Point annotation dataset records

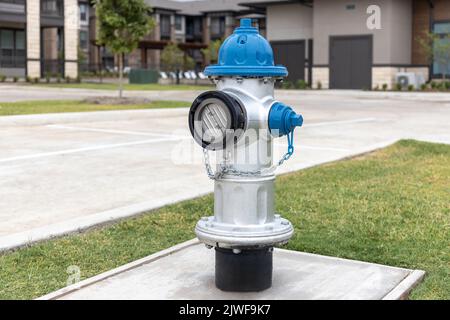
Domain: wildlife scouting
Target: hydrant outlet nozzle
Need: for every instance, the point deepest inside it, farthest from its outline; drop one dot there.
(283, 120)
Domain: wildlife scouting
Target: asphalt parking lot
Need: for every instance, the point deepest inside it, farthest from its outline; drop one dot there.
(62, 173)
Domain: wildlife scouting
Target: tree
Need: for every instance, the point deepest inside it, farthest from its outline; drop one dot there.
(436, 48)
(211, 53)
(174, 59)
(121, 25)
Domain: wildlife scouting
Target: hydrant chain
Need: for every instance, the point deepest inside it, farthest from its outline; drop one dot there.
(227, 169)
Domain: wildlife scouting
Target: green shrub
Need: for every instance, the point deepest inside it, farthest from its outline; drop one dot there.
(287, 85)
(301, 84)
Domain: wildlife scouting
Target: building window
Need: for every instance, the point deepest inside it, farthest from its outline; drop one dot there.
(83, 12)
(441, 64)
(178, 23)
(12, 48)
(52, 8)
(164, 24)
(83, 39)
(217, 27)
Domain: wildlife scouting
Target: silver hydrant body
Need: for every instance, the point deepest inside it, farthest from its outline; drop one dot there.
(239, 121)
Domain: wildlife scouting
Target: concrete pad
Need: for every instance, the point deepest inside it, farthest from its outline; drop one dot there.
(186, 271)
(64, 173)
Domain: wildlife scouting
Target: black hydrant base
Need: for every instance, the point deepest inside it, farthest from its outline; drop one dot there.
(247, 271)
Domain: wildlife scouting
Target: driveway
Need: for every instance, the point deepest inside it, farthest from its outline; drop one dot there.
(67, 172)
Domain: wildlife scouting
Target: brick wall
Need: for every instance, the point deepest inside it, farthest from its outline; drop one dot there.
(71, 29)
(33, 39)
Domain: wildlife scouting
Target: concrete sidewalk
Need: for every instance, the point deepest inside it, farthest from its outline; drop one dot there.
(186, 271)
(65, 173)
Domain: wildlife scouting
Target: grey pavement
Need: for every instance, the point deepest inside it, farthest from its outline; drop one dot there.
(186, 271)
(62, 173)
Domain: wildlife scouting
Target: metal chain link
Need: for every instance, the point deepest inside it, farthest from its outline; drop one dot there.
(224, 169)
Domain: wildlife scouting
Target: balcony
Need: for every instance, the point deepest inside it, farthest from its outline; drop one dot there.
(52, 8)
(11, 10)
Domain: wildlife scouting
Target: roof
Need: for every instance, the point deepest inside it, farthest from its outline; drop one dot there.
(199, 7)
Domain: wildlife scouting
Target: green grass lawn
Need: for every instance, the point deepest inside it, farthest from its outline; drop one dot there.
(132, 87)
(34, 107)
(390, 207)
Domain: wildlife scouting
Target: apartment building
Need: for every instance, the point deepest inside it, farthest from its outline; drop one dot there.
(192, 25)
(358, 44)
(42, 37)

--

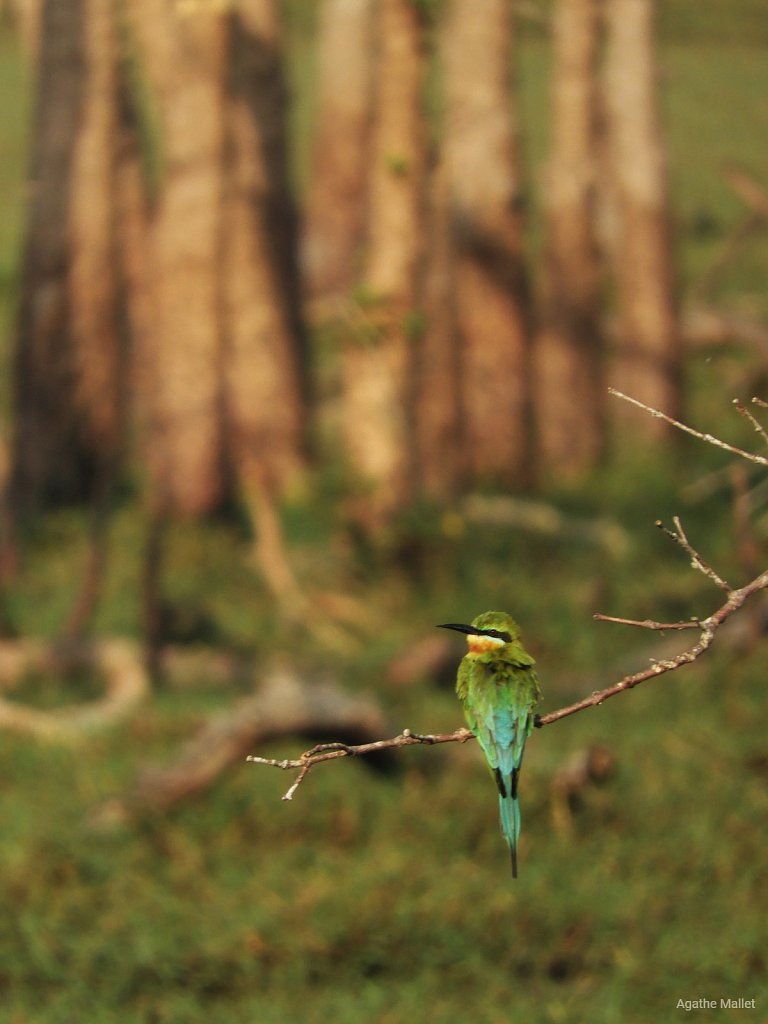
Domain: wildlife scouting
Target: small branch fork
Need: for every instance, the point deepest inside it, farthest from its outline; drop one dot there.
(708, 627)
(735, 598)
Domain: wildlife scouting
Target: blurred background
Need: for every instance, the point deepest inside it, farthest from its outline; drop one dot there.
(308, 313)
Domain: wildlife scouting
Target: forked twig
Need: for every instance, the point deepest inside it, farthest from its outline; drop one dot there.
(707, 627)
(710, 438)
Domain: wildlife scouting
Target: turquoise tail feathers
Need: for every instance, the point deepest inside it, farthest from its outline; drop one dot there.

==

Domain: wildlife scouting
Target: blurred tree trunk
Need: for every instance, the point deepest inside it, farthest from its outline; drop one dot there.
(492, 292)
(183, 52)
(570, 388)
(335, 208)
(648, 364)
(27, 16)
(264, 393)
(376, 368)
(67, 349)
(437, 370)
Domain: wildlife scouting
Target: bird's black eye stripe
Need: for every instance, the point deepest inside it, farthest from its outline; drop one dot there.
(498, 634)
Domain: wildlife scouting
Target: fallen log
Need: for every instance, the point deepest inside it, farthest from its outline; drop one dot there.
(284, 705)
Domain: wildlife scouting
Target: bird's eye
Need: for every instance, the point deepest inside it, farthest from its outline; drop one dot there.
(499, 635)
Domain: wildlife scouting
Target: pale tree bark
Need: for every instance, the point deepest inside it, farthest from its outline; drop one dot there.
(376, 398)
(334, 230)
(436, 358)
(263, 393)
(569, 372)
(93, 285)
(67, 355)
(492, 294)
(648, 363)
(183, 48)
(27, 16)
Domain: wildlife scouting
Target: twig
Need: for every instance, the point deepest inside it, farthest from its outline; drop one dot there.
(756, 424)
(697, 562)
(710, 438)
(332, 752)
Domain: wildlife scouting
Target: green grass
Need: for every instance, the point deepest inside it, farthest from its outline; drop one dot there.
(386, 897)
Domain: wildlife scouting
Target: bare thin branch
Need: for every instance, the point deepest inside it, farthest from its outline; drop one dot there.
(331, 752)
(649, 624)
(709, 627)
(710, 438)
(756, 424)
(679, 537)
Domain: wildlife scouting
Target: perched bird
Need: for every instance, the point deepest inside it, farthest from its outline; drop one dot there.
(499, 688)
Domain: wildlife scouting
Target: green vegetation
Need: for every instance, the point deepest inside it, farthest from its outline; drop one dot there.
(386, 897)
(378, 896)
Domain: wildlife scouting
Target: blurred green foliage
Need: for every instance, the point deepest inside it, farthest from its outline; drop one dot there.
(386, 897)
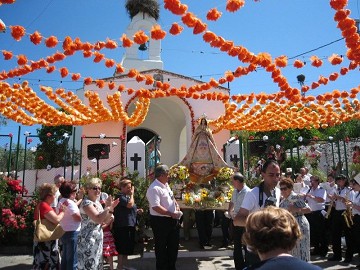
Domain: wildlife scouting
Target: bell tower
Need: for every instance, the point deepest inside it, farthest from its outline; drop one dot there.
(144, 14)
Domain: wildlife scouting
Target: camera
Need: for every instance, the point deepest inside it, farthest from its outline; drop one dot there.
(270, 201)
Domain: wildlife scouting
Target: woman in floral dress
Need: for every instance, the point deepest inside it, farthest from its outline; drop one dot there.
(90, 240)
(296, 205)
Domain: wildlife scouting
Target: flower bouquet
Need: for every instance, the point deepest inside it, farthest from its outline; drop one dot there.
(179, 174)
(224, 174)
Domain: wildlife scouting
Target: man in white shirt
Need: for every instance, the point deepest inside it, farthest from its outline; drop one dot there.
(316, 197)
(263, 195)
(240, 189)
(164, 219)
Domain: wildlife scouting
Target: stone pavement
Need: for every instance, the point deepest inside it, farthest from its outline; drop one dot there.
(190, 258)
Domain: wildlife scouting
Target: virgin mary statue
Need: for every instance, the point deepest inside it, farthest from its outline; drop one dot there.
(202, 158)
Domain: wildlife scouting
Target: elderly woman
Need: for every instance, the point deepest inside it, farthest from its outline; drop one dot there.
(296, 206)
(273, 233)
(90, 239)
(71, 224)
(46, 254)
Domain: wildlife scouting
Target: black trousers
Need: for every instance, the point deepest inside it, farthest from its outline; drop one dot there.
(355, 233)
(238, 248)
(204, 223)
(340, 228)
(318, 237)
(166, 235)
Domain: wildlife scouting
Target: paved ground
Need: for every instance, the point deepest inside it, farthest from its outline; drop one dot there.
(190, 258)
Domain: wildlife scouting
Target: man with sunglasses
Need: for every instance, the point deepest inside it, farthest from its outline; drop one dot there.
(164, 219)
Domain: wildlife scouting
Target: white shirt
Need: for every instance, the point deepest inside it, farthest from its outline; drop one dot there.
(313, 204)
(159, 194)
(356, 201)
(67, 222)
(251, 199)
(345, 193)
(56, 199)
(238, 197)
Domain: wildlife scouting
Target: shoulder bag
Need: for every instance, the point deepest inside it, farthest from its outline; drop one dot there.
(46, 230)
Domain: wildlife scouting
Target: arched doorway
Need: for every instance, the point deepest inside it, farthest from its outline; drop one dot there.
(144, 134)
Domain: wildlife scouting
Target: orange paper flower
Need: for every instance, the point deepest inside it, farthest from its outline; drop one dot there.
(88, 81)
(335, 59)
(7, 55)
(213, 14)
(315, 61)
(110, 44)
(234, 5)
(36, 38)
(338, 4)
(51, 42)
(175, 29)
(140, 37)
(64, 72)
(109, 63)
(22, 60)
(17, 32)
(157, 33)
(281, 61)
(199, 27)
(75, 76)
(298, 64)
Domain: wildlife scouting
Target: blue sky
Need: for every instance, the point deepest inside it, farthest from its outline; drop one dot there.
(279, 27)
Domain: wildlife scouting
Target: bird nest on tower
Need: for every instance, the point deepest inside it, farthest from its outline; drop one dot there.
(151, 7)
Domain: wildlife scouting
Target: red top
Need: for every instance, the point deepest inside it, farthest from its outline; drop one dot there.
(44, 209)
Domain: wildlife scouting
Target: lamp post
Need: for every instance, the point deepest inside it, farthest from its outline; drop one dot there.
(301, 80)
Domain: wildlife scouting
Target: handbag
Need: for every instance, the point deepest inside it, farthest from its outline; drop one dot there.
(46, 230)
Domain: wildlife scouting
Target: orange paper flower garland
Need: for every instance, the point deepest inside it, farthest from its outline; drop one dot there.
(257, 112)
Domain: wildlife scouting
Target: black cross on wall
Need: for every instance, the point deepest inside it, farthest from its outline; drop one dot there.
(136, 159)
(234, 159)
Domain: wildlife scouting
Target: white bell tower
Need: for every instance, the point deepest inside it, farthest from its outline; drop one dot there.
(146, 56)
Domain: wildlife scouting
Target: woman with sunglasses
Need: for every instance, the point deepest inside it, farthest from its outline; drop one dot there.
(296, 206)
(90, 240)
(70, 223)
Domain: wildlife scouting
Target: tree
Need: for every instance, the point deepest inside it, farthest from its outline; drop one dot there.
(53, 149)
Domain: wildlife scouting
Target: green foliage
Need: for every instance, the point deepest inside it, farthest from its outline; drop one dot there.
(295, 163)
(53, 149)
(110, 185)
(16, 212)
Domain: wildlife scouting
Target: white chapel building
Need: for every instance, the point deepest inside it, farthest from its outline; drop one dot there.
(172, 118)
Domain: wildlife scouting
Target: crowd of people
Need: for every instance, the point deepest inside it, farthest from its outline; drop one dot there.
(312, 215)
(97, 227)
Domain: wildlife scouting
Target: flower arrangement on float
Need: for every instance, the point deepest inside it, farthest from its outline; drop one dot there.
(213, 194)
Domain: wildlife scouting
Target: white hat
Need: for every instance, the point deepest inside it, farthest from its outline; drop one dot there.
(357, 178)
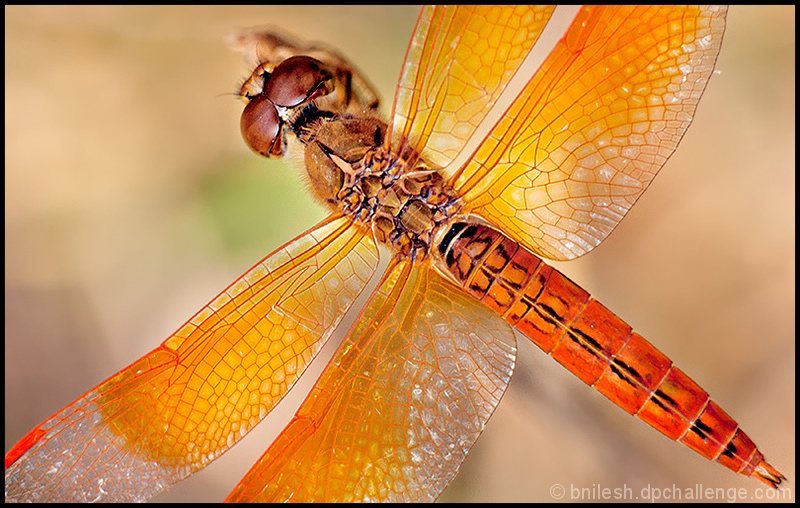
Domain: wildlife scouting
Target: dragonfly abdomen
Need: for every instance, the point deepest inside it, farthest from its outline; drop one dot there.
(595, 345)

▶ **WHAT TO PRODUCE**
Show every line of the material above that holds the string "chain", matching case, and please copy those lines in full.

▶ **EXERCISE RESPONSE**
Target: hydrant chain
Target: metal chain link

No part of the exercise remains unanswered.